PAGE:

Developing an IT strategic plan may seem, to some, to be close to impossible to achieve. How can planners create effective strategies for IT environments that change rapidly and will continue to change over time? Within the context of the strategic direction of the institution, IT certainly can play its role in supporting institutional directions. Institutional mission, vision, and values must drive the strategic priorities not only of IT but of all units. The way to craft an IT strategy is to engage key stakeholders in dialogues to answer the question, "How can IT help the institution achieve its strategic goals?" In addition, any IT strategic plan will have to be a living document updated periodically to reflect changes in institutional priorities or technologies themselves.

Building the IT strategic plan should be a collaborative effort across academic, research, and administrative units. The strategic plan should consider the roles of students, faculty, staff, and administration. However, the plan must be much more than a reflection of institutional goals. It is the roadmap for investments in IT, and it publicly affirms the major thrusts of IT.

WHAT YOU HAVE TO DO: Reproduce verbatim the portion of the passage on IT strategic planning starting at "Developing an IT" and ending at "or technologies themselves.".

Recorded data

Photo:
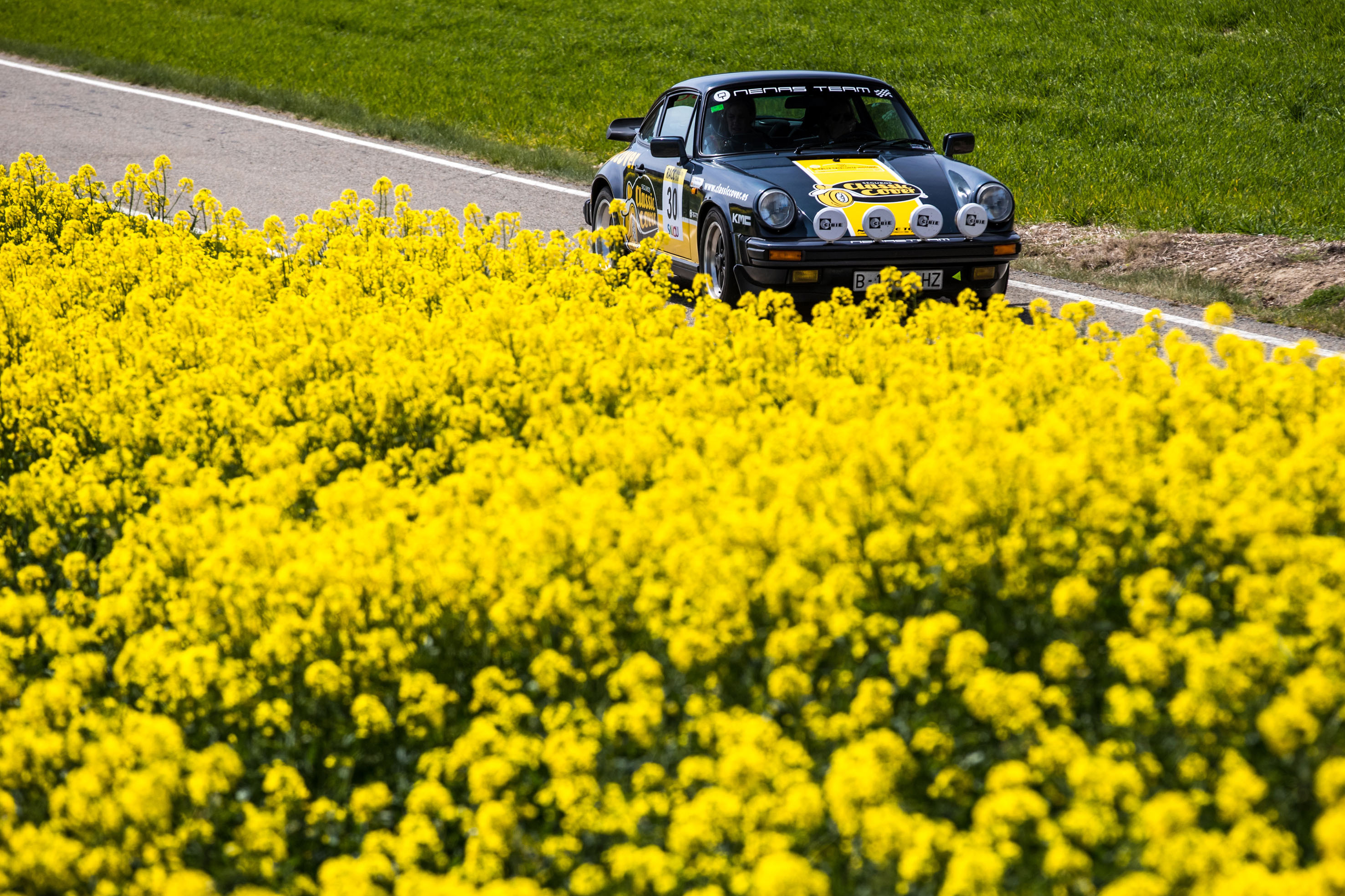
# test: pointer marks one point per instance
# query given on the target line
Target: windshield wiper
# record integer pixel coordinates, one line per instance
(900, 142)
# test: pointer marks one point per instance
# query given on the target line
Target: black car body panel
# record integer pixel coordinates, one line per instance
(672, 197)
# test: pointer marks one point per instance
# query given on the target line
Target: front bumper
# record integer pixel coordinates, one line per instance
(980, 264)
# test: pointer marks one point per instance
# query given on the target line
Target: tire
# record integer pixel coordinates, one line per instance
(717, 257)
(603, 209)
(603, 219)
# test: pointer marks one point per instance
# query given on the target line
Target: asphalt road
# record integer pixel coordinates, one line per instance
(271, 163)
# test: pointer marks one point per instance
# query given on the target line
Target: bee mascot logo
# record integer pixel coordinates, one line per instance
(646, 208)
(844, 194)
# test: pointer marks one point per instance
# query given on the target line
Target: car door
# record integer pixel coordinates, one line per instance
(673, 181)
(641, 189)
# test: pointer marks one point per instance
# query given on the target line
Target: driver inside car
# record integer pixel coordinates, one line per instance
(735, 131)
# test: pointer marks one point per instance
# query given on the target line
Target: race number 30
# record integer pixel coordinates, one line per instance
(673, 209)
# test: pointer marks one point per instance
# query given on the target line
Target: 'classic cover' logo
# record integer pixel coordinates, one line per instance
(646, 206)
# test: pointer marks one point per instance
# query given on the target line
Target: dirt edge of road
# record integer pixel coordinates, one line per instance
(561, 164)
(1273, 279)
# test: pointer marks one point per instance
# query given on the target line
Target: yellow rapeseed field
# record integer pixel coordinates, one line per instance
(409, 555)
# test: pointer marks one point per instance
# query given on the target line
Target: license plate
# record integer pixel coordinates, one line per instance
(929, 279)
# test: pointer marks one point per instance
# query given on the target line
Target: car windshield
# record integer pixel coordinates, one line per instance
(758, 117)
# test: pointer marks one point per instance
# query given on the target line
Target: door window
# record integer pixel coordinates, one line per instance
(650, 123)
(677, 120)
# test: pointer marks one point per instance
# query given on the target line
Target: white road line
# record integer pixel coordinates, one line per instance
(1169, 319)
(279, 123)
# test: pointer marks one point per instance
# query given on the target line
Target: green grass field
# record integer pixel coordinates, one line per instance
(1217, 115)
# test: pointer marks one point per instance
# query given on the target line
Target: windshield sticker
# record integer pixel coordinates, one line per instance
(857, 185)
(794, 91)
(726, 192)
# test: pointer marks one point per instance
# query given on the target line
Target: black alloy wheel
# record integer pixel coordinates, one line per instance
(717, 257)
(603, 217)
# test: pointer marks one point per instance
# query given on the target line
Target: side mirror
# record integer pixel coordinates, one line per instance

EXERCISE SOLUTION:
Developing an IT strategic plan may seem, to some, to be close to impossible to achieve. How can planners create effective strategies for IT environments that change rapidly and will continue to change over time? Within the context of the strategic direction of the institution, IT certainly can play its role in supporting institutional directions. Institutional mission, vision, and values must drive the strategic priorities not only of IT but of all units. The way to craft an IT strategy is to engage key stakeholders in dialogues to answer the question, "How can IT help the institution achieve its strategic goals?" In addition, any IT strategic plan will have to be a living document updated periodically to reflect changes in institutional priorities or technologies themselves.